==== Data to use

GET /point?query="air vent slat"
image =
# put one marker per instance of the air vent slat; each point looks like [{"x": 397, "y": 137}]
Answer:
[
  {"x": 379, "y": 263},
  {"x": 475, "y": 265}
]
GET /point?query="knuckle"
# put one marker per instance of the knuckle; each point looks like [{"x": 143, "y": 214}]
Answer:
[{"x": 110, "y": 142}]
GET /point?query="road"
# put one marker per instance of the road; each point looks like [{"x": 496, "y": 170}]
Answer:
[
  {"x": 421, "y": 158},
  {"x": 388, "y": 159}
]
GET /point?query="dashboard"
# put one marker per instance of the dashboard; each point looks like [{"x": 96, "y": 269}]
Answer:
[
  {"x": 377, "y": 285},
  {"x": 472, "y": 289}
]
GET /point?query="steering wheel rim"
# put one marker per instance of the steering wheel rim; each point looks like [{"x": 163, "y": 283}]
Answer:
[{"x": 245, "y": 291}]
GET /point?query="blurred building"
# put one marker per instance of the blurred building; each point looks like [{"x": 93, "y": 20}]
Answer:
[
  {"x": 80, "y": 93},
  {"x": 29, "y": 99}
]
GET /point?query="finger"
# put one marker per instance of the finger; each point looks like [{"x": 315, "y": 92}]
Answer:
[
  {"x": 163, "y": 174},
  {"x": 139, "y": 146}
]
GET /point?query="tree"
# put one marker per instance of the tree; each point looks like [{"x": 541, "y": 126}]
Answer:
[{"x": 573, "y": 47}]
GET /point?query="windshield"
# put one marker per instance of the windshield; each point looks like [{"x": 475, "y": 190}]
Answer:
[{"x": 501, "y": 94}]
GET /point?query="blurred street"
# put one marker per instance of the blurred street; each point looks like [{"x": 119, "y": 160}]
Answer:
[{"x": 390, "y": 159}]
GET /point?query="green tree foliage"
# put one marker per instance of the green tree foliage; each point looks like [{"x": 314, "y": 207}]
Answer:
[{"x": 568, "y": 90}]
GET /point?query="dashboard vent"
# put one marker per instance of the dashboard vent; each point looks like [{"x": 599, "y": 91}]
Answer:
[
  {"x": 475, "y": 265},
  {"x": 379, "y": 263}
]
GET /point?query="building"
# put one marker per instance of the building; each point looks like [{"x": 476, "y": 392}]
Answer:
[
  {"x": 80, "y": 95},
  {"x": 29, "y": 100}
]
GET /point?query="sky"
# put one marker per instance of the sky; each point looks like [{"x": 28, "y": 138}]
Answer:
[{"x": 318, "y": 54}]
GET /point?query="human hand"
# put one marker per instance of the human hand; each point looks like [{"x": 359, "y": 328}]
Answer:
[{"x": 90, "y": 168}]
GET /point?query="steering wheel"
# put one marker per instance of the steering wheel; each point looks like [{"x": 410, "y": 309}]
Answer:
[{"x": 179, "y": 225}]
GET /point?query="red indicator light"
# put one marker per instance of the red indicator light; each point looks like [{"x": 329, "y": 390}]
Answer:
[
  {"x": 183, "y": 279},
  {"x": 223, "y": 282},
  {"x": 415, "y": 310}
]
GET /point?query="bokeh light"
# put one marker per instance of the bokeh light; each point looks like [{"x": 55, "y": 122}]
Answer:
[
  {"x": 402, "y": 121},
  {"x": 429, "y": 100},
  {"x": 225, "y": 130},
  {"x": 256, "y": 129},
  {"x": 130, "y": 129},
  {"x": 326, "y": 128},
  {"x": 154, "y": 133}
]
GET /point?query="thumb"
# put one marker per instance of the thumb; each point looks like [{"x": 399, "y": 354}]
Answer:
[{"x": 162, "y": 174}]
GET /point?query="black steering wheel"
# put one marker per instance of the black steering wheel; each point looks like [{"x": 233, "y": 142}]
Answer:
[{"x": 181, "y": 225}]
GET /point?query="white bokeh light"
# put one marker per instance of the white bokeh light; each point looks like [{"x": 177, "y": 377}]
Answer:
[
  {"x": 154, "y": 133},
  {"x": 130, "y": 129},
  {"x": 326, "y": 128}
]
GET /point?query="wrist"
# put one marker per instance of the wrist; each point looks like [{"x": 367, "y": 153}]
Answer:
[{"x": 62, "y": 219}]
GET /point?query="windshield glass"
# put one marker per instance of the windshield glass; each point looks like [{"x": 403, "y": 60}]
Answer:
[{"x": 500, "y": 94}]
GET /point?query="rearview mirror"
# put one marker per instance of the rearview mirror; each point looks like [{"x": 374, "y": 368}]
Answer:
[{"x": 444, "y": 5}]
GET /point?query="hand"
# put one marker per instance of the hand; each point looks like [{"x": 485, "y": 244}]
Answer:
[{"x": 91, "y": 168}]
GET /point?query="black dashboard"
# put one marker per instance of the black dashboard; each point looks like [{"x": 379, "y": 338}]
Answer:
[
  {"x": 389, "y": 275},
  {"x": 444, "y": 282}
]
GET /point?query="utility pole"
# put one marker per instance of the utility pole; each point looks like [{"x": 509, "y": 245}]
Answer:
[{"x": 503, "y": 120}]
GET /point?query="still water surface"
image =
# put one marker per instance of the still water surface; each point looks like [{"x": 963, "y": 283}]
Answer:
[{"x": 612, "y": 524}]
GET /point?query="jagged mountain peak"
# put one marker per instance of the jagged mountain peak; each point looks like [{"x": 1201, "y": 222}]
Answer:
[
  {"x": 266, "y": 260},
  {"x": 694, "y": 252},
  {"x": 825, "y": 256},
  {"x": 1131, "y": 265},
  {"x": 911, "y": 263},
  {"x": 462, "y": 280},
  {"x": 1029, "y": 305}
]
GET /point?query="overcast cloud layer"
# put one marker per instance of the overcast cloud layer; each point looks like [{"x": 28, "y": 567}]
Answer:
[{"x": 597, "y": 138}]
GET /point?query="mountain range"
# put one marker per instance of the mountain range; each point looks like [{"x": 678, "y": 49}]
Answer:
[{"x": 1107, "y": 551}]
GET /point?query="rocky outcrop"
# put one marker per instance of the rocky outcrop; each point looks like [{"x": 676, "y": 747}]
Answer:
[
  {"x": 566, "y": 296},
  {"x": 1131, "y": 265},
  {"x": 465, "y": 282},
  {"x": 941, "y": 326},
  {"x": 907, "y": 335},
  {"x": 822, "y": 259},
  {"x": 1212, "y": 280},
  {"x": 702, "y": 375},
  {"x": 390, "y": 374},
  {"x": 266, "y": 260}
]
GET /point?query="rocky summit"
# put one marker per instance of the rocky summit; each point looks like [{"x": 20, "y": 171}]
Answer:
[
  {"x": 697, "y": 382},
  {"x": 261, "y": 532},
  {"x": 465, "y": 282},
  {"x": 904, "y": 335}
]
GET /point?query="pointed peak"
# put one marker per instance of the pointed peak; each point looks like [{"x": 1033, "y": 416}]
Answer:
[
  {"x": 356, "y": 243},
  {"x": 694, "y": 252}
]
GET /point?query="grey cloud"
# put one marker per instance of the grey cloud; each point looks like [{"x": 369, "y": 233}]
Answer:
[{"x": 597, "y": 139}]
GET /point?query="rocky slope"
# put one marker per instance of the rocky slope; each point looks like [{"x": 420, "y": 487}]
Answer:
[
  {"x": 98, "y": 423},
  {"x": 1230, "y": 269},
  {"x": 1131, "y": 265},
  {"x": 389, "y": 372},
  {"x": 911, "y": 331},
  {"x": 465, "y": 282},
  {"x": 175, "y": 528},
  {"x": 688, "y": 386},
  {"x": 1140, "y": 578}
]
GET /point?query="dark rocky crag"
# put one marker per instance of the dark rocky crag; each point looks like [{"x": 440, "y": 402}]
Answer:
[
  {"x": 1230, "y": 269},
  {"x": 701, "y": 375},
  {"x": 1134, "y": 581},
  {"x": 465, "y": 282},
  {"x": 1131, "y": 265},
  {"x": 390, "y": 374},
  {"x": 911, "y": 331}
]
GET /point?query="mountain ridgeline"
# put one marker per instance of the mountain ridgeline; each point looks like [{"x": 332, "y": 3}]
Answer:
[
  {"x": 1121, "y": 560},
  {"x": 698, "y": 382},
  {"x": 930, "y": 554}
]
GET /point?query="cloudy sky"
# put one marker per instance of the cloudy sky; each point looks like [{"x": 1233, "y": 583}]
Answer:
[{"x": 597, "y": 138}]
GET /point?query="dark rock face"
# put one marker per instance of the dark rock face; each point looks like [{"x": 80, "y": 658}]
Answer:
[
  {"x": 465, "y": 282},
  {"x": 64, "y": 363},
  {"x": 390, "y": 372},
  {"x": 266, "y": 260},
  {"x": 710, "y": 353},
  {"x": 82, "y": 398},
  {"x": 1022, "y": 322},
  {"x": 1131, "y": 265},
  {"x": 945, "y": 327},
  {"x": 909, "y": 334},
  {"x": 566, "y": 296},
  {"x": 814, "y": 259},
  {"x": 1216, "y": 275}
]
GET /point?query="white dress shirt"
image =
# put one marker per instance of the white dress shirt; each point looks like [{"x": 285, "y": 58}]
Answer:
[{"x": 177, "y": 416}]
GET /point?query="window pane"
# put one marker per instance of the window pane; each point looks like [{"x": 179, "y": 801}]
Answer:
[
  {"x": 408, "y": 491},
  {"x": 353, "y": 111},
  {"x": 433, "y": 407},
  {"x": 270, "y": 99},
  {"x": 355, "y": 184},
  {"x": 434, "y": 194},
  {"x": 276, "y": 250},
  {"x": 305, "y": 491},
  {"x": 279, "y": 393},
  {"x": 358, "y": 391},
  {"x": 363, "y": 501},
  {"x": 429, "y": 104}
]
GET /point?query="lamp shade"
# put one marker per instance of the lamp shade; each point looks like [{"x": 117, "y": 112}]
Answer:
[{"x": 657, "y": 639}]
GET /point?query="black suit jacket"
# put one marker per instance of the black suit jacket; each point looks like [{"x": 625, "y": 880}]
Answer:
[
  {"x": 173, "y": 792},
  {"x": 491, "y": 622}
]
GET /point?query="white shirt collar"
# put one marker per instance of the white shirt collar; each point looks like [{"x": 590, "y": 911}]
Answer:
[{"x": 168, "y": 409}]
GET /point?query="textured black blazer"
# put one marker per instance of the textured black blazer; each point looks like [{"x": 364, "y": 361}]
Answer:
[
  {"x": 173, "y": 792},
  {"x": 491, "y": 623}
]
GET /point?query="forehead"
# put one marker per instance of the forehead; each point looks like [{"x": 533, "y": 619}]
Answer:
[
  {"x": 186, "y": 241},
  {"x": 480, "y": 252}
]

========

» **Aim**
Copy out every line of the items above that contains the word "ridgeline", treating uppercase and lowercase as different.

» **Correct result**
GET /point?query="mountain ridgeline"
# put one marker per instance of the mountain ridgeline; each point looks like [{"x": 332, "y": 3}]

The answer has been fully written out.